Johns Hopkins rejects demand to cut ties with ICE
- Johns Hopkins University rejected calls in a petition to cut ties with Immigration and Customs Enforcement.
- A Johns Hopkins professor began the petition back in July, calling for the university to sever its contractual ties with ICE "immediately."
- The president and provost at Johns Hopkins said that doing so would be "antithetical" to the university's mission.
Johns Hopkins University rejected demands to cut several contracts with the Immigration and Customs Enforcement (ICE) agency, despite a petition that garnered more than 2,000 signatures.
Johns Hopkins President Ronald Daniels and Provost Sunil Kumar both responded to the petition, saying that those who signed it would be "wrong to insist that these contracts be terminated," according to the JHU internal news service, the Hub.
The petition says that Johns Hopkins University’s Division of Public Safety Leadership has a “stream of affiliations and partnerships between the University and ICE,” which include the JHU-ICE Fellows Program as well as the JHU-ICE MS in Management Cohort Program.
“ICE is now currently responsible for the fabrication and maintenance of facilities across the country which have been described by scholars of the Holocaust as meeting the conditions considered definitive of concentration camps: indefinite detention without trial on the basis of identity,” the petition reads.
The petition also urges Johns Hopkins to cut ties with ICE “given the extent and extremity of [ICE’s] cruel practices.”
The president and provost thanked those who signed the petition, saying that they attempted “to engage our community in debate around significant national policy issues and the work and role of our university." They added, however, that cutting ties with ICE would go against the principles of the university.
"Our reasoning is grounded in the university's longstanding deference to faculty decisions made in relation to their research, teaching, and clinical work," wrote Daniels and Kumar in the letter obtained by the Hub. "This stance is an aspect of our more generalized commitment to the principle of academic freedom...We believe that it would be antithetical to the mission of the university if we were to insist that faculty members withhold instruction or medical care in order to have the university express its disapproval with certain aspects of current federal policy."
A Johns Hopkins student who asked to remain anonymous out of fear for their personal safety told Campus Reform that JHU was right in not severing contracts with ICE.

Dataset records -
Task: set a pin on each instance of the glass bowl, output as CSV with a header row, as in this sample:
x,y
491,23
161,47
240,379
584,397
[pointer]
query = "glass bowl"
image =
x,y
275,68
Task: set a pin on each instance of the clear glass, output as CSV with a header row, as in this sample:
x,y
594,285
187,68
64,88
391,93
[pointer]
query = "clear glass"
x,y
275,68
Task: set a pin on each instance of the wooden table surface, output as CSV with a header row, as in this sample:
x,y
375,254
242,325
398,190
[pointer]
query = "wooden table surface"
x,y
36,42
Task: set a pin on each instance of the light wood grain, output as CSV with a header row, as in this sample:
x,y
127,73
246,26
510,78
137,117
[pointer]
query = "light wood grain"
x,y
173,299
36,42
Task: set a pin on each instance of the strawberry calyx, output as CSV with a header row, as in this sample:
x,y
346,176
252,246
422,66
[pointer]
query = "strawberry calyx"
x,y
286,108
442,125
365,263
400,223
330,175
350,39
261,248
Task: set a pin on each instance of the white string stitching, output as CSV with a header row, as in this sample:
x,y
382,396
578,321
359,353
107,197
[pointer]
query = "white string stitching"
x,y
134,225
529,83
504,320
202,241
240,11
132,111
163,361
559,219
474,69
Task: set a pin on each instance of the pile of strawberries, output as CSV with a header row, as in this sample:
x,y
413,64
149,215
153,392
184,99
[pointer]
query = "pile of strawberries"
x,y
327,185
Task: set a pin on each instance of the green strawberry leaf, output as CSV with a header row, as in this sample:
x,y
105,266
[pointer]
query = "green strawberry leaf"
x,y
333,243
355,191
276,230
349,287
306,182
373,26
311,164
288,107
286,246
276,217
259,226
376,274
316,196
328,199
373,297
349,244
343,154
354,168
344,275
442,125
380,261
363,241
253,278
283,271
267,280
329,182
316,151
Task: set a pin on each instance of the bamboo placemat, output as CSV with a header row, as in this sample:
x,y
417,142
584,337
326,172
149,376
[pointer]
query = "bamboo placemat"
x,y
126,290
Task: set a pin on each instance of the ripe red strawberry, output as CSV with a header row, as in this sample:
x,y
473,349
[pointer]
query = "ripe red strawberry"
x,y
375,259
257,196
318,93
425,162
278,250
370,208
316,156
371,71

Parts of the exercise -
A – Reproduce word for word the passage of the article about Johns Hopkins and ICE that starts at "- A Johns Hopkins" and ends at "service, the Hub.".
B – In the article about Johns Hopkins and ICE, which divisions, programs, and news services belonging to Johns Hopkins are named?
C – Write the next part of the article about Johns Hopkins and ICE, picking up after its final sentence.

Answers by task -
A –
- A Johns Hopkins professor began the petition back in July, calling for the university to sever its contractual ties with ICE "immediately."
- The president and provost at Johns Hopkins said that doing so would be "antithetical" to the university's mission.
Johns Hopkins University rejected demands to cut several contracts with the Immigration and Customs Enforcement (ICE) agency, despite a petition that garnered more than 2,000 signatures.
Johns Hopkins President Ronald Daniels and Provost Sunil Kumar both responded to the petition, saying that those who signed it would be "wrong to insist that these contracts be terminated," according to the JHU internal news service, the Hub.

B –
- Division of Public Safety Leadership
- JHU-ICE Fellows Program
- JHU-ICE MS in Management Cohort Program
- the Hub (the JHU internal news service)

C –
“JHU absolutely did the right thing by maintaining relations with ICE. Ironically, those students at JHU who are here illegally may benefit from this because these contracts provide funding to JHU,” the student said. “JHU, as it is, is already an extremely expensive university and in cutting a source of revenue, JHU would have to either increase tuition costs or cut back on spending, neither of which benefits the students that this movement is trying to help.”
The student explained that if JHU were to cut ties with ICE, lower-income students may not have access to the school for much longer. The student went on to say that whenever there is a “hot button social issue” being discussed on campus, conservative views are often “silenced” and viewed as “bigoted.”
Ira Mehlman, media director for the Federation for American Immigration Reform, said there is no reason why JHU should have cut ties with ICE, in a statement to Campus Reform.
“There is no reason why the university should not cooperate with ICE, just as it does with any other duly empowered law enforcement agency,” Mehlman said. “JHU’s cooperation does not constitute an endorsement of any particular government policy any more than, for example, cooperating with DEA would be an endorsement of drug policies.”
Mehlman added that the petition to cut ties with ICE is the result of political pressure groups.
“Political pressure groups are actively pressing universities, local governments, and other institutions not to cooperate with ICE," said Mehlman. “Like all Americans, and like all institutions, universities are entitled to their opinions about specific policies and can seek to change them through the political process.”
Johns Hopkins University responded to a request for comment from Campus Reform, but did not provide any new information.